Fragmento del documento:
== == ==

Si a principios del siglo pasado, cuando las clases pudientes descubrieron los placeres de la playa, la piel bronceada era sinónimo de ordinariez "los ricos se mantenían blanquísimos, frente a los campesinos o pescadores, de piel tostada", en los sesenta y setenta, cuando se produjo el boom del turismo de masas, la moda impuso el exceso como norma. Hoy muchas de las personas que entonces eran jóvenes y se broncearon en exceso están pagando las consecuencias de su imprudencia.

Con la llegada del nuevo siglo "y el agravamiento de las condiciones meteorológicas mundiales, con el adelgazamiento e incluso desaparición de la protectora capa de ozono en algunas zonas del planeta" la sensatez se ha ido imponiendo y tanto médicos como medios de comunicación alertan constantemente sobre los efectos perniciosos de una excesiva exposición al sol. Toda esa información puede llegar a ser confusa y demasiada gente ha creído que, bien embadurnada de cremas protectoras, puede pasarse horas al sol. Nada más lejos.

== == ==

Tarea A: Indica si cada afirmación coincide con el texto sobre la exposición al sol y cita las palabras exactas que lo deciden: (i) a principios del siglo pasado, la piel bronceada se consideraba elegante; (ii) el boom del turismo de masas se produjo en los sesenta y setenta; (iii) usar cremas protectoras permite pasar horas al sol sin problema.
Tarea B: Continúa el texto sobre la exposición al sol a partir de su última oración.

Líneas extraídas:
== == ==

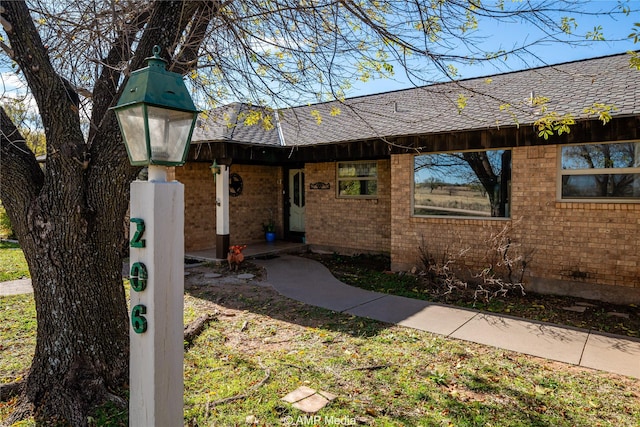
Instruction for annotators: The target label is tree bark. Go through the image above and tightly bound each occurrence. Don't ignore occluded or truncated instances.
[0,1,214,426]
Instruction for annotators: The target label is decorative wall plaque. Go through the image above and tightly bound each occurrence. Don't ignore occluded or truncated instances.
[309,181,331,190]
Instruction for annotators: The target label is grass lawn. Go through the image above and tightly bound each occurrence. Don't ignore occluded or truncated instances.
[0,256,640,426]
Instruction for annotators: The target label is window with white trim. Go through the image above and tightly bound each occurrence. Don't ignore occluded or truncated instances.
[413,150,511,218]
[558,141,640,201]
[337,161,378,199]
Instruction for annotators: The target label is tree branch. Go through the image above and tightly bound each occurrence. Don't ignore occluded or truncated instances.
[0,108,44,236]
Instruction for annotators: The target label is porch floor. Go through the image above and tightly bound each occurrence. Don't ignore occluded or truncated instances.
[184,240,308,261]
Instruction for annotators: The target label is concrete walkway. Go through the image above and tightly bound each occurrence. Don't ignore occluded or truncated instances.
[253,255,640,378]
[0,255,640,378]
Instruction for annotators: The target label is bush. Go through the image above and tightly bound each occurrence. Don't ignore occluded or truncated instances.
[0,204,16,239]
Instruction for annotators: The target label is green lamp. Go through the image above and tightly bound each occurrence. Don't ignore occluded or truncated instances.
[113,46,199,166]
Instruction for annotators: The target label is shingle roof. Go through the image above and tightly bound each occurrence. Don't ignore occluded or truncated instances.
[193,54,640,146]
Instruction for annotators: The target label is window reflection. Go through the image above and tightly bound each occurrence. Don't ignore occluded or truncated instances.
[413,150,511,217]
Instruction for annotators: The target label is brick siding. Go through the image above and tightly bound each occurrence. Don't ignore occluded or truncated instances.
[176,162,282,251]
[305,160,391,253]
[391,145,640,302]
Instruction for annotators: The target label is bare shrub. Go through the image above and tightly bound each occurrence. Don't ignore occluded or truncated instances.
[418,224,534,304]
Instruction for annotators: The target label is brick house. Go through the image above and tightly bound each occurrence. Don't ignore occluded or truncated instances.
[176,54,640,303]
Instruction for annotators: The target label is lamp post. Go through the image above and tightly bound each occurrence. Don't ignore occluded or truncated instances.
[113,46,198,427]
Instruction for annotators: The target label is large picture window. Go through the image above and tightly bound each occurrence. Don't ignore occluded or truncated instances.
[413,150,511,218]
[338,162,378,198]
[559,142,640,200]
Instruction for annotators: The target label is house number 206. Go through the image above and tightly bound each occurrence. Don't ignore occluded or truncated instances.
[129,218,149,334]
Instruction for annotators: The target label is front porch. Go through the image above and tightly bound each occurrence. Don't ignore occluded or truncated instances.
[184,240,308,262]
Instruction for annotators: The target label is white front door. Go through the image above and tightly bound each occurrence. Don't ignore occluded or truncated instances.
[289,169,304,232]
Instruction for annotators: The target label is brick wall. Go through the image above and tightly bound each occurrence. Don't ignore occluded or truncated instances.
[305,160,391,253]
[175,163,216,251]
[391,145,640,302]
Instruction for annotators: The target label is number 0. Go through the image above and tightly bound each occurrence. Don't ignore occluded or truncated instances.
[131,304,147,334]
[129,262,149,292]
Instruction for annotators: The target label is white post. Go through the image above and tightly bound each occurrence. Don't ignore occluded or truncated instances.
[216,165,229,259]
[129,168,184,427]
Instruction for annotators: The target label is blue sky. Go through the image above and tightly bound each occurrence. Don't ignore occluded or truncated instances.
[348,0,640,97]
[0,0,640,106]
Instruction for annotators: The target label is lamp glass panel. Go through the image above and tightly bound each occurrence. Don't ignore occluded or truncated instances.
[147,106,194,163]
[116,104,148,162]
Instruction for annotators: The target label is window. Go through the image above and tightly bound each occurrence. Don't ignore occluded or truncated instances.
[559,142,640,201]
[413,150,511,218]
[338,162,378,198]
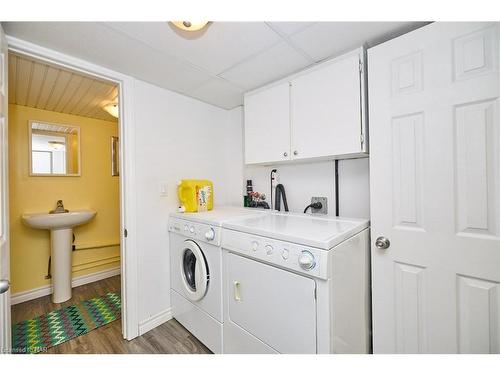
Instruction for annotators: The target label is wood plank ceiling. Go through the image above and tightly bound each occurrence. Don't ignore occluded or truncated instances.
[9,53,118,122]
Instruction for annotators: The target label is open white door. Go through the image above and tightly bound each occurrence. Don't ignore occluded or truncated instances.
[0,26,11,353]
[368,23,500,353]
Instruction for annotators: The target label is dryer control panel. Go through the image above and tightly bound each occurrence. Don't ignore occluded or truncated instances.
[221,228,328,279]
[168,218,221,246]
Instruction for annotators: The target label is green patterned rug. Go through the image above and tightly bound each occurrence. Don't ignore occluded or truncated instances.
[12,293,121,353]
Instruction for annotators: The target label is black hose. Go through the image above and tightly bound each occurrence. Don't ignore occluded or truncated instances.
[304,202,323,213]
[271,169,278,210]
[274,184,288,212]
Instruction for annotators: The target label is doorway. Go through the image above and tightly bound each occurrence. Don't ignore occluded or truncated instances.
[3,33,138,348]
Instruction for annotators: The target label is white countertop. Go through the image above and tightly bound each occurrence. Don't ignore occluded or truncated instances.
[222,212,369,250]
[170,206,269,226]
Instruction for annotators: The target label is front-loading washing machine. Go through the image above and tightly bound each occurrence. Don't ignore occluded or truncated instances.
[169,207,264,353]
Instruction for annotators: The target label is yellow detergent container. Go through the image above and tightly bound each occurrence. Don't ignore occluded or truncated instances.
[177,180,214,212]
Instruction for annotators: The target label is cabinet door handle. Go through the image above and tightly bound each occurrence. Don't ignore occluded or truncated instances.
[234,281,241,302]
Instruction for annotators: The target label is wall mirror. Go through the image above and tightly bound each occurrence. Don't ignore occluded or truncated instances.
[29,121,81,176]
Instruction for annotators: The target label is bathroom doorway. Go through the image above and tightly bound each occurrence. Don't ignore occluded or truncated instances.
[0,40,138,352]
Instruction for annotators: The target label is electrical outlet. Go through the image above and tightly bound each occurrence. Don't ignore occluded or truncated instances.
[311,197,328,215]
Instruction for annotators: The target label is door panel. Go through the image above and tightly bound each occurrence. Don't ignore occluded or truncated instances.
[226,253,316,353]
[245,82,290,164]
[0,26,11,354]
[291,51,362,159]
[368,23,500,353]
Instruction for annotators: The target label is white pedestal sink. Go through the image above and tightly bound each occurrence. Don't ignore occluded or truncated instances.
[22,210,96,303]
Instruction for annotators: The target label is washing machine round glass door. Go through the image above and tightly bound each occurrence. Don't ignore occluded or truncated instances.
[180,240,210,301]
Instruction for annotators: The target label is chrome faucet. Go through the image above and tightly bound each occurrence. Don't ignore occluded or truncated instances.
[49,200,69,214]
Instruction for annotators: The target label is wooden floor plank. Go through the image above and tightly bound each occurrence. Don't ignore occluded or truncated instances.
[12,276,211,354]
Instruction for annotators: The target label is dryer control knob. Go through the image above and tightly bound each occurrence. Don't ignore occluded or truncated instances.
[265,245,273,255]
[205,228,215,241]
[299,250,316,270]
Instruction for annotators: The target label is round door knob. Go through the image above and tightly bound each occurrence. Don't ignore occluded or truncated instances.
[205,228,215,241]
[299,250,316,270]
[375,237,391,250]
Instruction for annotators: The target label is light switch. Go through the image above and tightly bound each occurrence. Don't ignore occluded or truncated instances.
[160,182,168,197]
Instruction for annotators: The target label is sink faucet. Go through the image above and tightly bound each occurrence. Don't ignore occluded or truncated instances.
[49,200,69,214]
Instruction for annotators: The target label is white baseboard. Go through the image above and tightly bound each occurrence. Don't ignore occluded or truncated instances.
[139,307,172,336]
[10,267,120,305]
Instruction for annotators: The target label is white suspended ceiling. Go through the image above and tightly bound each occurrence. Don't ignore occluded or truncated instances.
[2,22,427,109]
[9,53,118,122]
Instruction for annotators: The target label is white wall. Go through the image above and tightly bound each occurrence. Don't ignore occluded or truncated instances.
[134,81,369,328]
[134,81,242,322]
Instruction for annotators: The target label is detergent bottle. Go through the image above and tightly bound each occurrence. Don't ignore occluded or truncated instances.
[177,180,214,212]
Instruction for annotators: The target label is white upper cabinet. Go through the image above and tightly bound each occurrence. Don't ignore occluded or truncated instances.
[290,52,363,159]
[245,82,290,164]
[245,48,367,164]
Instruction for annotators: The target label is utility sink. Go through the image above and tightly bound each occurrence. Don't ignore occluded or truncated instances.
[23,210,96,230]
[22,209,97,303]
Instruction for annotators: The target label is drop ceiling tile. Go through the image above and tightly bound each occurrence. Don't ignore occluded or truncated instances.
[268,22,314,36]
[220,42,311,89]
[106,22,280,75]
[188,78,243,109]
[290,22,424,62]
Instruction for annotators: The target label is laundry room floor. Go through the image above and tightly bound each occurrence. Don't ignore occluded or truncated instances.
[12,276,211,354]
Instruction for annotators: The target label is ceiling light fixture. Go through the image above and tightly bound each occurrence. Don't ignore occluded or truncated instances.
[170,21,208,31]
[102,103,120,118]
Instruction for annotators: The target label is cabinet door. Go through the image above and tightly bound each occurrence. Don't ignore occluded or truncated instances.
[291,51,362,159]
[245,82,290,164]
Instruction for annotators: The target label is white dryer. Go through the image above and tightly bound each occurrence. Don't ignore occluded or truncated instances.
[169,207,263,353]
[222,213,371,353]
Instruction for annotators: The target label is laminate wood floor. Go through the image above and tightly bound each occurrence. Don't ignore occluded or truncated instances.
[12,276,211,354]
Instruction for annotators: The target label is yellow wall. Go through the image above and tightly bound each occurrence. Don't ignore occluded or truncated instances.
[9,105,120,293]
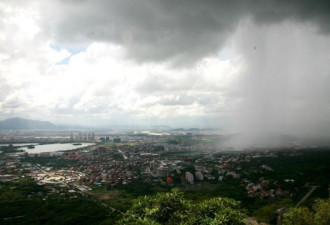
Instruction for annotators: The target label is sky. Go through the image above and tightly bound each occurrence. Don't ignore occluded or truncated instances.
[0,0,330,139]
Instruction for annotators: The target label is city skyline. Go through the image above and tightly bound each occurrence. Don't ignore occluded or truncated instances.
[0,0,330,142]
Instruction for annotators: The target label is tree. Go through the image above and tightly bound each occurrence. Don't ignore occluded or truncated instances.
[282,199,330,225]
[118,189,246,225]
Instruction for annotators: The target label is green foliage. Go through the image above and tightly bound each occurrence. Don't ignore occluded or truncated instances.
[118,189,246,225]
[282,207,314,225]
[283,199,330,225]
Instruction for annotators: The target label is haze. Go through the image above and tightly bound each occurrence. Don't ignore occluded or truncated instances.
[0,0,330,144]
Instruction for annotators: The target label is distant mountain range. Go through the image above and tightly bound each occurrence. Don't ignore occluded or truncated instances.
[0,118,57,130]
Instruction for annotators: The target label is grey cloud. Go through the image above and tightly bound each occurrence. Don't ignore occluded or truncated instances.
[229,22,330,144]
[42,0,330,65]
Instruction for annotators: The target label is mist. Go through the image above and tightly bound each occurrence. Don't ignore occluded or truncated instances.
[226,20,330,146]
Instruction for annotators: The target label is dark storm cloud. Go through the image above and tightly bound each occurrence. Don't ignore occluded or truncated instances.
[42,0,330,64]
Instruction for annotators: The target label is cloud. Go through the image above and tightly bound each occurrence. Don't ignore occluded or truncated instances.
[36,0,330,66]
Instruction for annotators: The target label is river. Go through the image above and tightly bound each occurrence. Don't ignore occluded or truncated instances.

== == ==

Respuesta esperada A:
(i) No: "la piel bronceada era sinónimo de ordinariez".
(ii) Sí: "en los sesenta y setenta, cuando se produjo el boom del turismo de masas".
(iii) No: "demasiada gente ha creído que, bien embadurnada de cremas protectoras, puede pasarse horas al sol. Nada más lejos."

Respuesta esperada B:
Pese a ello, no hay que olvidar que el sol es beneficioso para el ser humano, siempre que se tome con las debidas precauciones. Basta sino ver cómo el ánimo se eleva con alegría en los lugares donde el sol brilla con descaro, inundando de luz y calor la existencia, frente a aquellos parajes oscuros y fríos donde apenas luce nuestra estrella.